## Directions for this task
Could you print all the entries below exactly as they appear, omitting the pictures?

Segment Start: Data excerpts

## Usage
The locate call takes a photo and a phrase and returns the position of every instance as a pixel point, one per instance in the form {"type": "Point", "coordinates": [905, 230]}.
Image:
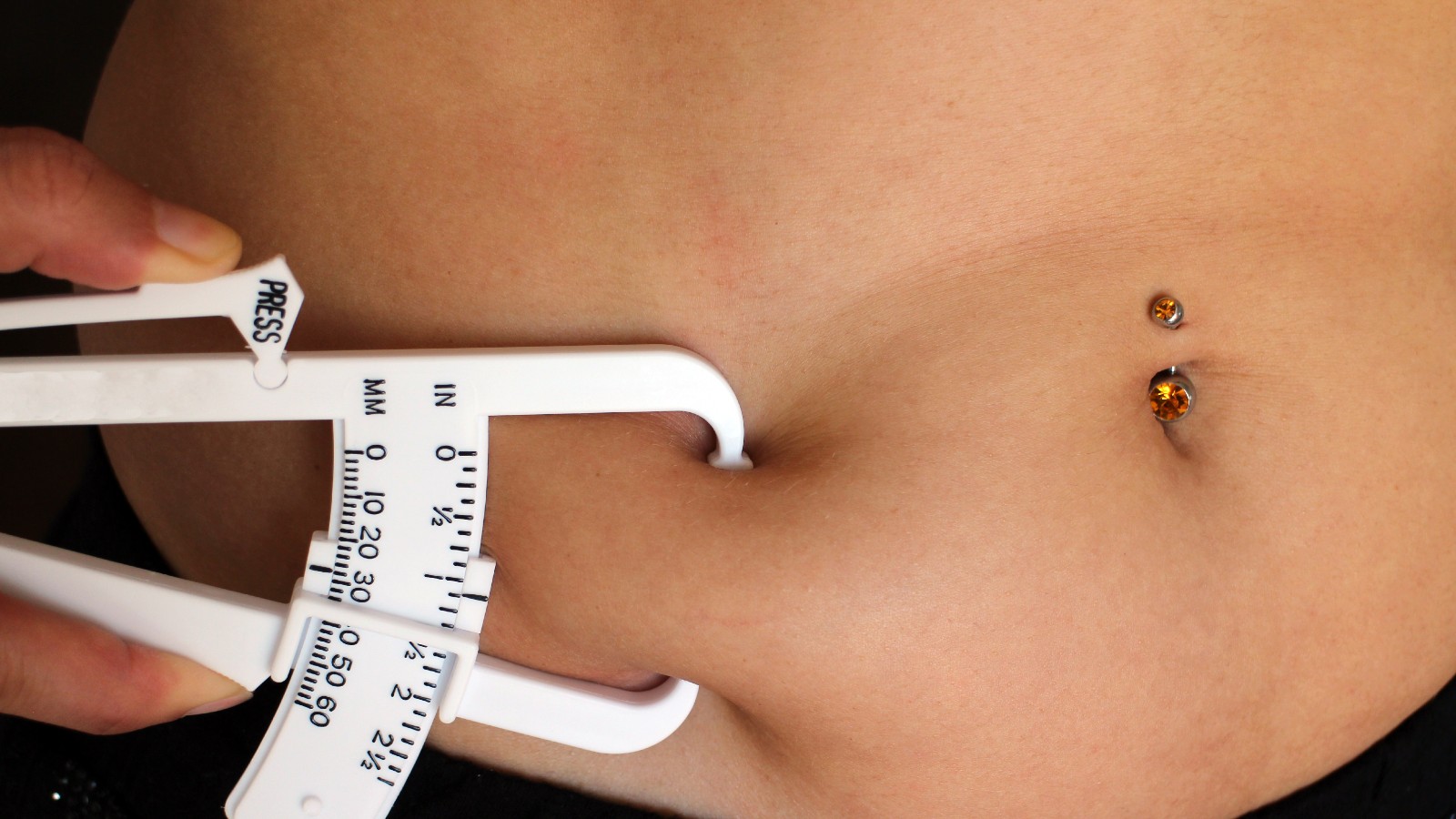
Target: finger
{"type": "Point", "coordinates": [66, 215]}
{"type": "Point", "coordinates": [73, 673]}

Segment End: Data excerpts

## Reply to the task
## Usage
The locate call takes a photo and a phrase and returns the position of every instance as a pixel point, one per instance in the form {"type": "Point", "coordinates": [905, 230]}.
Image:
Target: finger
{"type": "Point", "coordinates": [66, 215]}
{"type": "Point", "coordinates": [73, 673]}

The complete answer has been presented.